CONSIGNE DONNÉE A -> Indiquez si chacune des affirmations suivantes concorde avec le texte sur l'exposition Magra al-oyoune, en répondant oui ou non et en citant les mots décisifs du texte : (i) Salah El-Mur est né à Khartoum en 1961 ; (ii) l'exposition présente des paysages ; (iii) El-Mur orne ses figures d'éléments tirés des végétaux.

TEXTE DE LECTURE ->
%%
Chacun dévoile sa vraie nature par le choix de son masque.
L'exposition Magra al-oyoune (littéralement, le canal des yeux) ne montre que des visages. Des visages familiers, d’hommes et de femmes, issus de cultures et de nationalités différentes. Ces visages aux regards très expressifs se dotent d’une empreinte soudanaise, sans doute celle du peintre et illustrateur Salah El-Mur, né à Khartoum en 1961.
L’artiste favorise souvent l’esprit du « carnaval » et s’intéresse abondamment à nouer un rapport étroit entre la nature physique des êtres humains et leurs états psychologiques.
Très influencé par les contes populaires et la mythologie, chaque visage taillé par El-Mur s’inspire de l’imaginaire des populations locales. « Pour moi, la métaphysique a pour objet la connaissance de l’être absolu, dans son rapport avec le cosmos et la nature », déclare El-Mur, lequel dote ses figures d’une ornementation empruntée aux animaux (plumes, dents, cornes de buffle, tête d’un chien, d’un éléphant ou d’un lion …) et aux végétaux (fruits et légumes). L’ensemble vise à atteindre une expression symbolique sans précédent. Spontanéité des couleurs, naïveté des formes et fraîcheur enfantine rendent l’oeuvre d’El-Mur assez palpante. Il n’est donc pas question qu’El-Mur soit influencé par l’art de Paul Klee, l’artiste de « l’énigmatique ». « Chez Klee, le tableau est une chose organique, comme les plantes et les animaux. Bref, comme tout ce qui vit dans le monde », estime El-Mur.
%%
Extraits d'un jeu de données de pointage ->
%%
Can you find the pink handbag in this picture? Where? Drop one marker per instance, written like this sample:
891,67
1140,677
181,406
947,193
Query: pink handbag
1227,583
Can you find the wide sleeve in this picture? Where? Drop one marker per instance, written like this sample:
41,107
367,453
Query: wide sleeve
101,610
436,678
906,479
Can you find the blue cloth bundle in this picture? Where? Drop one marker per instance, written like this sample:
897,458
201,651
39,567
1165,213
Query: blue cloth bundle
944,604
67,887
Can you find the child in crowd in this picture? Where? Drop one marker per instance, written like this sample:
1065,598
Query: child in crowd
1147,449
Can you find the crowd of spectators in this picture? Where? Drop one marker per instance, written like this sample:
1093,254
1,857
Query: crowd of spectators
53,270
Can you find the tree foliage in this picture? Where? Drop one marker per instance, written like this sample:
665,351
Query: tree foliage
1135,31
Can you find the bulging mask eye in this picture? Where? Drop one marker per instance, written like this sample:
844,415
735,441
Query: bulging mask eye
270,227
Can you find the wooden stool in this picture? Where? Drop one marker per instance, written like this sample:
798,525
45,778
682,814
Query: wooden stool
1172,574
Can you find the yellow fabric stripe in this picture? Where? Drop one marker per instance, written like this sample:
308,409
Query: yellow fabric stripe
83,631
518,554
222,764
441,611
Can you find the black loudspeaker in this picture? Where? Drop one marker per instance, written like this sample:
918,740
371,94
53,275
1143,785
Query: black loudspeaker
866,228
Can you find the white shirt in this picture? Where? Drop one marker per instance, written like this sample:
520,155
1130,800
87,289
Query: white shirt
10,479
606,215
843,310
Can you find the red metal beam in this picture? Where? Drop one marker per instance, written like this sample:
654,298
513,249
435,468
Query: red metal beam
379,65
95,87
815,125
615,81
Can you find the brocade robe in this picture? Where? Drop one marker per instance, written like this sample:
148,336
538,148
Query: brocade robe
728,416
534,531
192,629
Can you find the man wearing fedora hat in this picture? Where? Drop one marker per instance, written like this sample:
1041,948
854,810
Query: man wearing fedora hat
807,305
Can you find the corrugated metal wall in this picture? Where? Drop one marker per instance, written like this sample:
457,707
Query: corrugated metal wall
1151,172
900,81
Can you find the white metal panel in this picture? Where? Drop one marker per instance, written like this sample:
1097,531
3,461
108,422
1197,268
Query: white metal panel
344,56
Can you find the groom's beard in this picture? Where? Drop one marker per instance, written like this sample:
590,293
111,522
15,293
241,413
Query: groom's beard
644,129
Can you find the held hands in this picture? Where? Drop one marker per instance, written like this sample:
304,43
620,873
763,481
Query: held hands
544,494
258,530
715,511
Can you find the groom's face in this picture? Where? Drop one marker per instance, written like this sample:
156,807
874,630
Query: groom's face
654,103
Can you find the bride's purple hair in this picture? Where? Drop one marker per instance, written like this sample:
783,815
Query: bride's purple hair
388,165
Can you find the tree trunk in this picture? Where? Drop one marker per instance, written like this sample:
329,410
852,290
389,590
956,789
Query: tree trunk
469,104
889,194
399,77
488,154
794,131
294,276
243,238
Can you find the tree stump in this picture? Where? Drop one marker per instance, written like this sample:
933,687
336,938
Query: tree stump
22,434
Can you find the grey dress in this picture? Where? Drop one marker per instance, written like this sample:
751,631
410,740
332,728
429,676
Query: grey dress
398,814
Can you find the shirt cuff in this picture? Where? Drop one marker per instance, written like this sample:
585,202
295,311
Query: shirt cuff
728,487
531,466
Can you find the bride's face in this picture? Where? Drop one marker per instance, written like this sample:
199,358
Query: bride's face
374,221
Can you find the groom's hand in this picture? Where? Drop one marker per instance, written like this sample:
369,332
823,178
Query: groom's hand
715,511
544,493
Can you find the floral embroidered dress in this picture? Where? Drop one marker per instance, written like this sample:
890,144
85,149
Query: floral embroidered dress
%%
CONSIGNE DONNÉE B -> Montrez, en les recopiant, toutes les lignes des enregistrements ci-dessus qui contiennent le mot « shirt ».

RÉPONSE COMPLÈTE A -> (i) Oui : « né à Khartoum en 1961 ». (ii) Non : « ne montre que des visages ». (iii) Oui : « et aux végétaux (fruits et légumes) ».

RÉPONSE COMPLÈTE B ->
Can you find the white shirt in this picture? Where? Drop one marker per instance, written like this sample:
Query: white shirt
Can you find the shirt cuff in this picture? Where? Drop one marker per instance, written like this sample:
Query: shirt cuff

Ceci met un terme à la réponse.